> [Task]: Update the data below so that every "red-brown head" reads "reddish-brown head", with nothing else altered. Omit the pictures from your copy.

> [Materials provided]:
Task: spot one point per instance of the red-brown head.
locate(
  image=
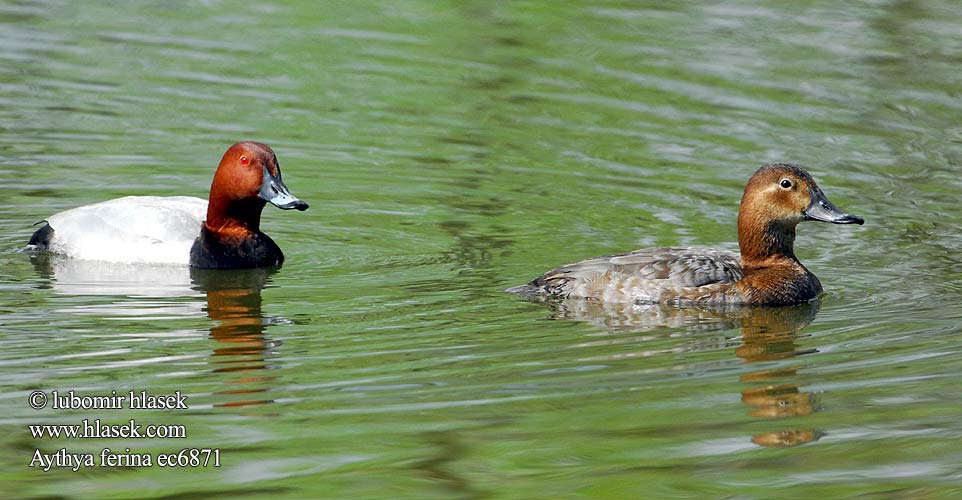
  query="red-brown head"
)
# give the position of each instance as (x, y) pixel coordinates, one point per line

> [Result]:
Task: spot one point per instance of the reddish-brown head.
locate(
  image=
  query="reddish-brown head"
)
# give the position of each instance as (x, y) pixel coordinates, one point per line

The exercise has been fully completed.